*TEXTAUSSCHNITT*:
▬▬▬
Seit Juli 2013 ist Professor Dr. Rebecca Spirig verantwortlich für die Pflege am UniversitätsSpital Zürich. Nach 100 Tage zieht sie eine erste Bilanz und spricht über Hochkompetenz, Wohlfühlzonen in der Pflege und erklärt, woraus der Skill- und Grade-Mix in Zukunft besteht.
Rebecca Spirig begrüsst mich für das Interview um 8:15 Uhr in ihrem Büro am UniversitätsSpital Zürich (USZ). Das Büro befindet sich in einem kleinen Haus auf dem grossen USZ-Gelände. An der Bürowand steht ein Micro Scooter, wohl für die langen Distanzen im USZ. Sie setzt sich vis-à-vis an den Sitzungstisch.
Frau Spirig, wenn Sie im Alltag auf einer Pflegestation sind, worauf achten Sie?
▬▬▬
*BEREITGESTELLTES MATERIAL*:
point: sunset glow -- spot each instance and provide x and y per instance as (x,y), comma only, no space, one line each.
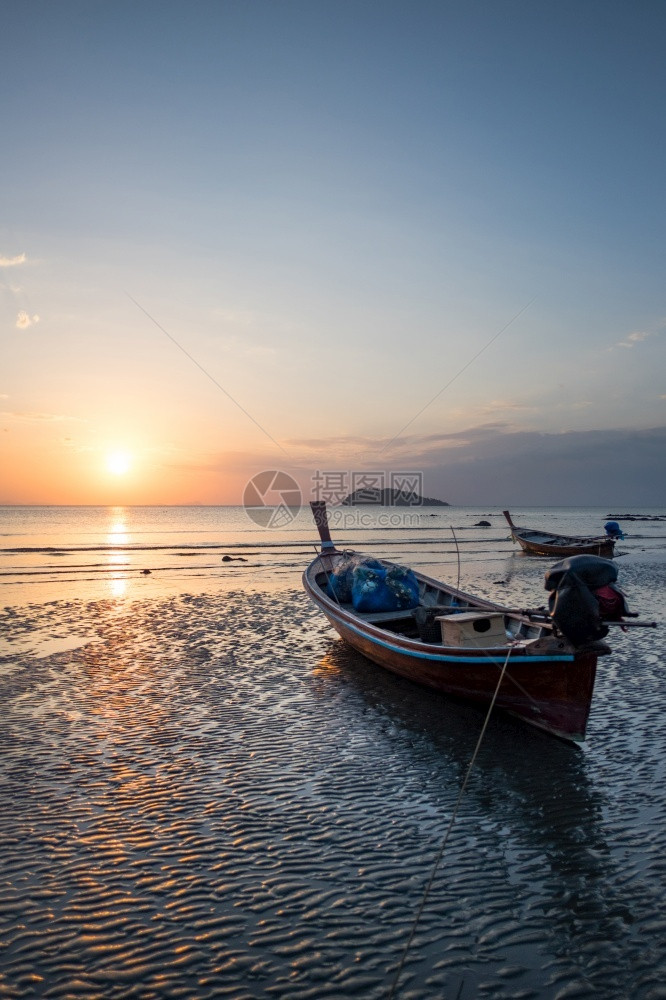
(419,264)
(118,463)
▬▬▬
*AUFGABENSTELLUNG*:
Fasse den Absatz im Textausschnitt, der mit „Rebecca Spirig begrüsst mich“ beginnt, als kurze Stichpunktliste zusammen.

*ANTWORT*:
- Interviewbeginn um 8:15 Uhr in Rebecca Spirigs Büro am UniversitätsSpital Zürich (USZ)
- Büro in einem kleinen Haus auf dem grossen USZ-Gelände
- An der Bürowand ein Micro Scooter, wohl für die langen Distanzen im USZ
- Spirig setzt sich gegenüber an den Sitzungstisch